### Exercise description
Should a line in the entries below contain "person", return that line.

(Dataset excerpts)
▬▬▬

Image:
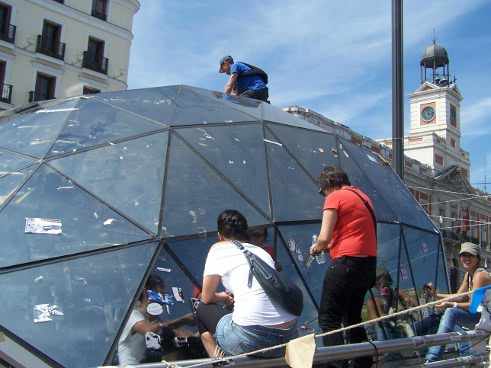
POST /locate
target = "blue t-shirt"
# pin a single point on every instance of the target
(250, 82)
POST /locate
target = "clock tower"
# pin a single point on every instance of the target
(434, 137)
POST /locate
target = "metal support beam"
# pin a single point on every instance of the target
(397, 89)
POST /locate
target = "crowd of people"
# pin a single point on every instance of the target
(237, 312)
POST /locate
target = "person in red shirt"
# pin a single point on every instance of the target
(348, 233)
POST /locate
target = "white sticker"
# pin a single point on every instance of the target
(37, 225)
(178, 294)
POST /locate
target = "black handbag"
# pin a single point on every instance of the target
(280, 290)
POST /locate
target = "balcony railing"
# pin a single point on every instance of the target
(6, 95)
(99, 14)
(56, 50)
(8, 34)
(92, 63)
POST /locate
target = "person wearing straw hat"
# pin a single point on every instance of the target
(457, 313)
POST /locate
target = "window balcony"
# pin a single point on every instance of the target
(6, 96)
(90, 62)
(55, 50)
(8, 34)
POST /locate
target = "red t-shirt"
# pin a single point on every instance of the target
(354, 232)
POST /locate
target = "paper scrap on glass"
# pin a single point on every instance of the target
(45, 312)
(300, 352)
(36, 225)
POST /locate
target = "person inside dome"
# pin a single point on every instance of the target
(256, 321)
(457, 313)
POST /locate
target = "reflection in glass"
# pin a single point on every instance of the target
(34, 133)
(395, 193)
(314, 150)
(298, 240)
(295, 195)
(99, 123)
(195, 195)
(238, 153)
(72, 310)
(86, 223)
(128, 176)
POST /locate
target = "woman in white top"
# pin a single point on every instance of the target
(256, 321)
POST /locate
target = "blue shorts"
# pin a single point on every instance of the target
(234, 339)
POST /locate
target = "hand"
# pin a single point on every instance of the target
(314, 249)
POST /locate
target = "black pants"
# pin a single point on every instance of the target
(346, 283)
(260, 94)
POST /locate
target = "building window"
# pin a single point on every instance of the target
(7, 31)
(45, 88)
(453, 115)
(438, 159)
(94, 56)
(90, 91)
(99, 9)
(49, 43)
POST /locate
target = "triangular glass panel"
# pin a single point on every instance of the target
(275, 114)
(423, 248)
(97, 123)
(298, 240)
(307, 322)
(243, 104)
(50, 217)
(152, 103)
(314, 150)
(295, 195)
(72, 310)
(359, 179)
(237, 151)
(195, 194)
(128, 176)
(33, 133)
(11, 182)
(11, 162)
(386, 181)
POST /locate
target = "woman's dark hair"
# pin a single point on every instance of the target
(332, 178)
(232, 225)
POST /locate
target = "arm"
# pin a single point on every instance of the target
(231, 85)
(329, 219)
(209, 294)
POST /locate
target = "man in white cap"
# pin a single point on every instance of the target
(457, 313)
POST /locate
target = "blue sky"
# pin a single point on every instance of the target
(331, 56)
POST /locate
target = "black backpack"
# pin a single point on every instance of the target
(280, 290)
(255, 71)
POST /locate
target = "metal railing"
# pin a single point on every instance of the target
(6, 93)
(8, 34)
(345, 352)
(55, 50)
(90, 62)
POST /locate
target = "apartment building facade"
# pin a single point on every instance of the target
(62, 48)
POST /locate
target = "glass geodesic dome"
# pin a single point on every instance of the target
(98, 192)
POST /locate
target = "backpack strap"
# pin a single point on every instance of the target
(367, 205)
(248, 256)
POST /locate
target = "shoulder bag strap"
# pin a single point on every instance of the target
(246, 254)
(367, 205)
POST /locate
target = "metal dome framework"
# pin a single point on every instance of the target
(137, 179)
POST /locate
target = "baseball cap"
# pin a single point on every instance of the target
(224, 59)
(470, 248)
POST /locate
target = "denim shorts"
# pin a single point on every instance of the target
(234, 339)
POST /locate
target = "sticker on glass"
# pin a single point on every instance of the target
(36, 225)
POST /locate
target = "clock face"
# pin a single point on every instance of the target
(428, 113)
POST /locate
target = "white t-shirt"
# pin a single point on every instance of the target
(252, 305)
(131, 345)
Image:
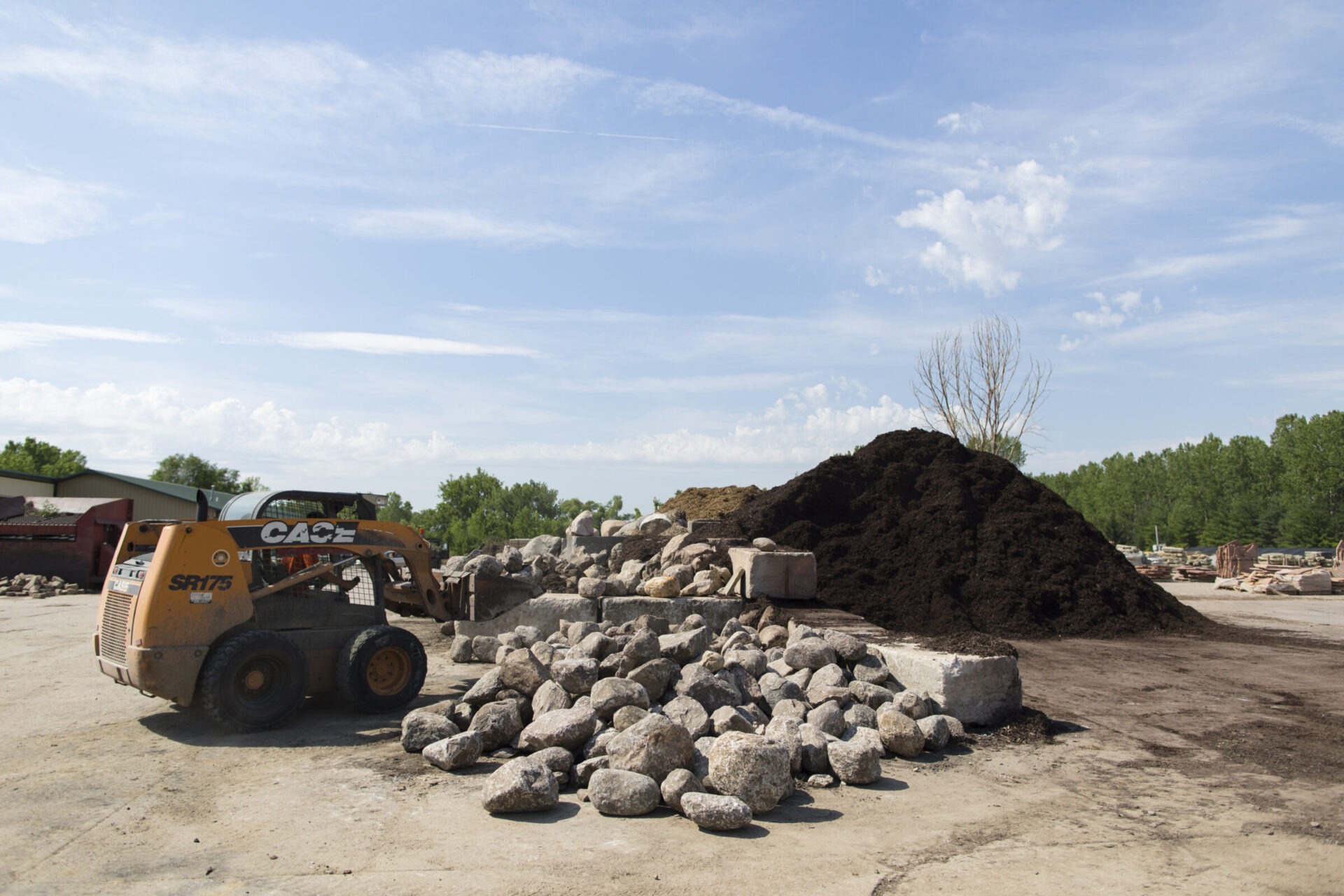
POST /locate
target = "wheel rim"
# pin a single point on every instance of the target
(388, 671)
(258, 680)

▬▬▬

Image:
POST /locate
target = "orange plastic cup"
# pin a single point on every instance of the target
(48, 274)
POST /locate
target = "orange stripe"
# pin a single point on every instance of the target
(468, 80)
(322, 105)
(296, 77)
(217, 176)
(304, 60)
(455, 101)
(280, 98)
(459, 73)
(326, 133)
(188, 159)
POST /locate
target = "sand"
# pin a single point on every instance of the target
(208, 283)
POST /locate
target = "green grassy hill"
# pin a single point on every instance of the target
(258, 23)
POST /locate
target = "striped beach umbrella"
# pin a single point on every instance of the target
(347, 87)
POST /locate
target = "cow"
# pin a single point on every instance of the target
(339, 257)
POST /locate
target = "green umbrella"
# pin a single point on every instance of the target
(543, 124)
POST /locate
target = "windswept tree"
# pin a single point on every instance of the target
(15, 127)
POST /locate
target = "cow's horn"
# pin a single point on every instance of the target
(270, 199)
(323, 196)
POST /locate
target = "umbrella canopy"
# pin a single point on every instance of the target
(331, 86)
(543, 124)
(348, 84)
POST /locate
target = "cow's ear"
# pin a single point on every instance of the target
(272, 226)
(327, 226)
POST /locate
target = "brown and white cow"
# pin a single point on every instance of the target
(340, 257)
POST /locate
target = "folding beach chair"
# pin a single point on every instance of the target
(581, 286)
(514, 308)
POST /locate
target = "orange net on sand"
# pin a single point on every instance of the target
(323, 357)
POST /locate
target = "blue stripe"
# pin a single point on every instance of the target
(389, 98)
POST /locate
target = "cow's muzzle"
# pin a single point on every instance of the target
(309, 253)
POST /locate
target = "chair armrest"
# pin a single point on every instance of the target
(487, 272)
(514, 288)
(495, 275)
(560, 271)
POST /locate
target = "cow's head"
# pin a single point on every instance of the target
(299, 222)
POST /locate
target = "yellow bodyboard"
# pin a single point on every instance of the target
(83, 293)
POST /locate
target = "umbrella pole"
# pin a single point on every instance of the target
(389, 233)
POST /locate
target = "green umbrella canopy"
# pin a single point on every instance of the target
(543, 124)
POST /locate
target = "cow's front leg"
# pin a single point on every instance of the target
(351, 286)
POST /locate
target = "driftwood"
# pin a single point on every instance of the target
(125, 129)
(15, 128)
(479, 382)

▬▬▬

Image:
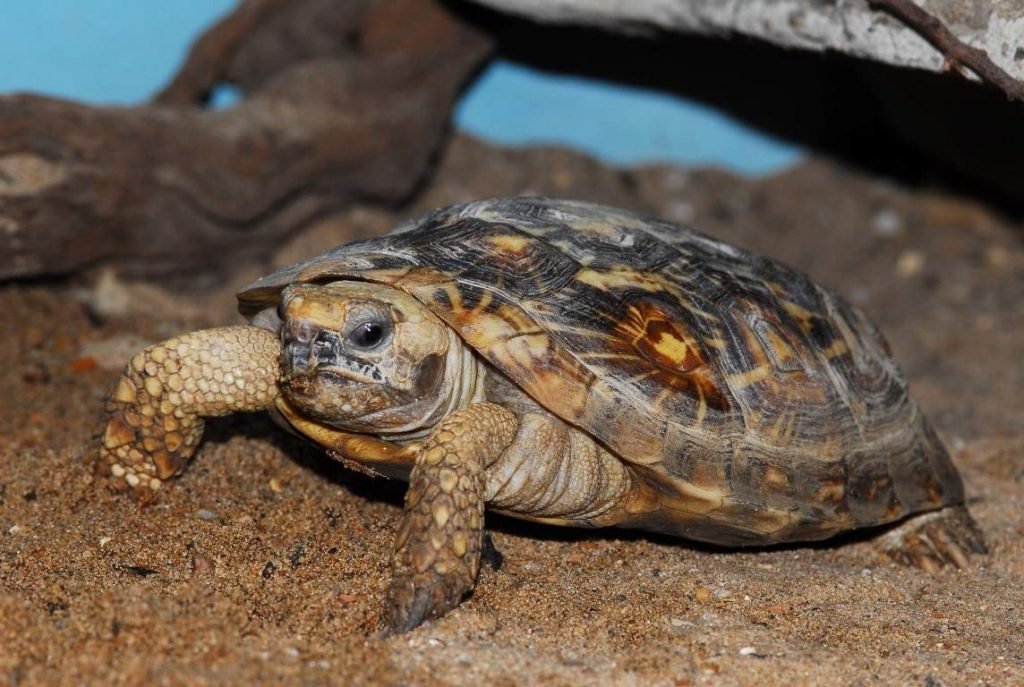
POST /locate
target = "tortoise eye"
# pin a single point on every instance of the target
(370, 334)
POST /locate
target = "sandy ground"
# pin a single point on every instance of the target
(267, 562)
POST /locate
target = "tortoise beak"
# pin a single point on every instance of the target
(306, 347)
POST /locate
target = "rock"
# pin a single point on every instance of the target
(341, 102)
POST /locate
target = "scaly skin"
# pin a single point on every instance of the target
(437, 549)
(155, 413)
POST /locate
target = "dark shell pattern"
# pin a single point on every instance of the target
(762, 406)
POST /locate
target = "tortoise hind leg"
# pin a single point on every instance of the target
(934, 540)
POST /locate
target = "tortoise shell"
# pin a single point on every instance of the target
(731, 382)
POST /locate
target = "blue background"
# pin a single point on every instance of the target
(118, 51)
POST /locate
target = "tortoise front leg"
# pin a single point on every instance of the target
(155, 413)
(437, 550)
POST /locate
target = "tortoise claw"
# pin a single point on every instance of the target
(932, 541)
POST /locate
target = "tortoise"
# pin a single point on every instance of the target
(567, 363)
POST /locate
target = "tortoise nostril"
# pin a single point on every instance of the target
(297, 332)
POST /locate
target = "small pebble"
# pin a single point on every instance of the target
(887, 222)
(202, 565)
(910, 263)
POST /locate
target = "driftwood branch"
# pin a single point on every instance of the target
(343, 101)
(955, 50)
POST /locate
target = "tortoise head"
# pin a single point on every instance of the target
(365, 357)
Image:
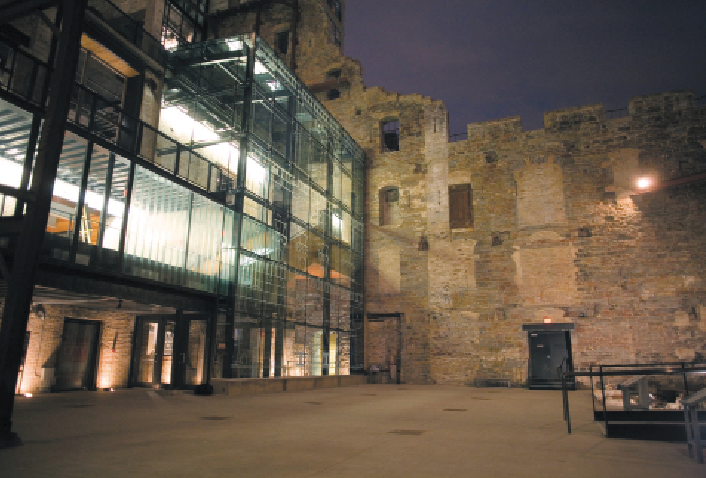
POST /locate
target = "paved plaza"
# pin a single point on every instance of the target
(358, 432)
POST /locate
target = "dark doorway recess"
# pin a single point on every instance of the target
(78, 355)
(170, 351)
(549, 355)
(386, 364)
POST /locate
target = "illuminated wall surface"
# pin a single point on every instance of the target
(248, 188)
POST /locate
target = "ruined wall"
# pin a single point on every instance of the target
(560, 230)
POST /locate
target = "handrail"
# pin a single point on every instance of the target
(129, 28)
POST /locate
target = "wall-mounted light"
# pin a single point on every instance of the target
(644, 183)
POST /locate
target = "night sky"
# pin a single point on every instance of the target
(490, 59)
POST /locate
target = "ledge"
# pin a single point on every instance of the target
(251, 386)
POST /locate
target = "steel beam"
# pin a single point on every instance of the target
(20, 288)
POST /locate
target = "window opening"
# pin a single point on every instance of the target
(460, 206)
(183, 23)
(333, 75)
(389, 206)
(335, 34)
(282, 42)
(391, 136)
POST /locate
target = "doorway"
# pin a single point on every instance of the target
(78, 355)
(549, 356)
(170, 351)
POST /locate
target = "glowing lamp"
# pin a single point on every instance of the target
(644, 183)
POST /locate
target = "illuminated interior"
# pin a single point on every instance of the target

▬▬▬

### Completed exercise
target = "person in red shirt"
target = "person wearing straw hat"
target = "person inside dome"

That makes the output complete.